# [Instruções]
Converta as linhas dos dados abaixo em uma lista JSON de strings, com uma string por linha e sem as linhas em branco. Não inclua as imagens na resposta.

# [Trechos dos dados]
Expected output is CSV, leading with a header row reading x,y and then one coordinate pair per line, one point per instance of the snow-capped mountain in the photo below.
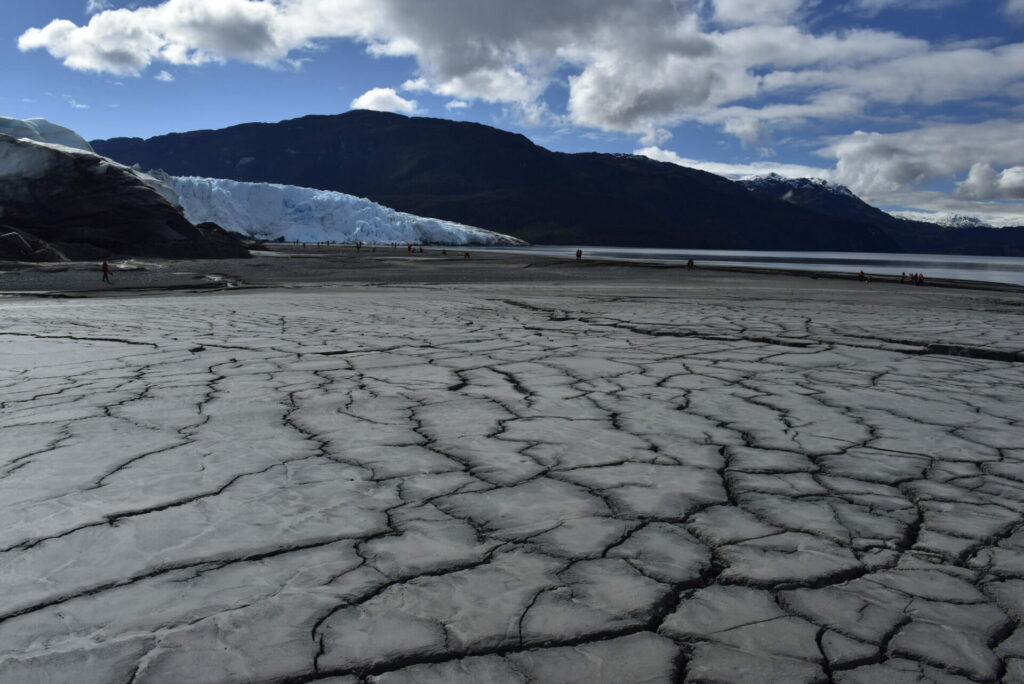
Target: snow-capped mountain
x,y
946,219
269,211
41,130
768,183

# [Resposta do exercício]
[
  "Expected output is CSV, leading with a header row reading x,y and then one coordinate pair per line, one point per instance of the snow-capped mountain in the photo below.",
  "Target: snow-capped mountain",
  "x,y",
  "946,219",
  "269,211",
  "41,130",
  "768,183"
]